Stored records
───

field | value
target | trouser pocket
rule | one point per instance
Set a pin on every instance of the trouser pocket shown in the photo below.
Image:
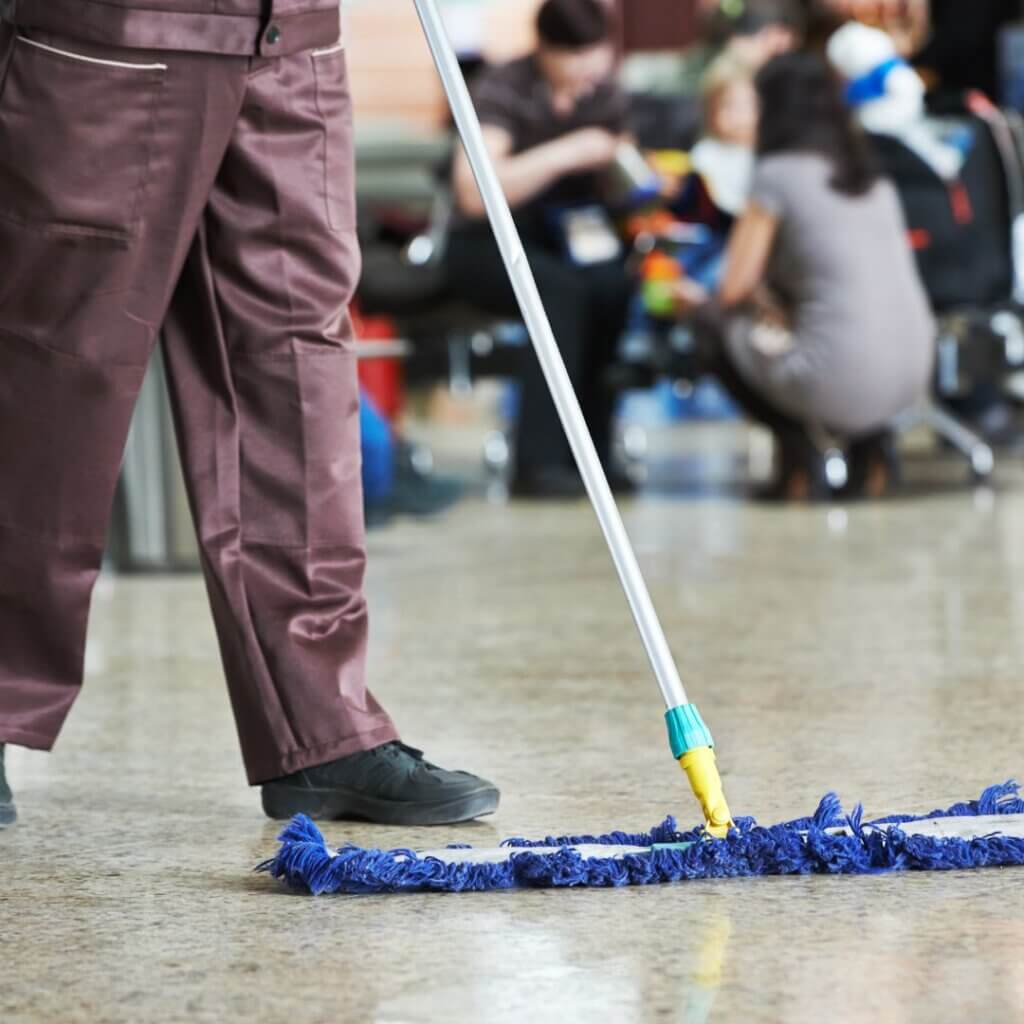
(75, 138)
(334, 102)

───

Please return every line of the material above word for word, leaving out the pictures.

Answer below:
field | value
target | trouser pocket
rule | one point per instance
Set a pin on every instance of the trouser pocket shown in the photo below.
Image:
(75, 138)
(334, 102)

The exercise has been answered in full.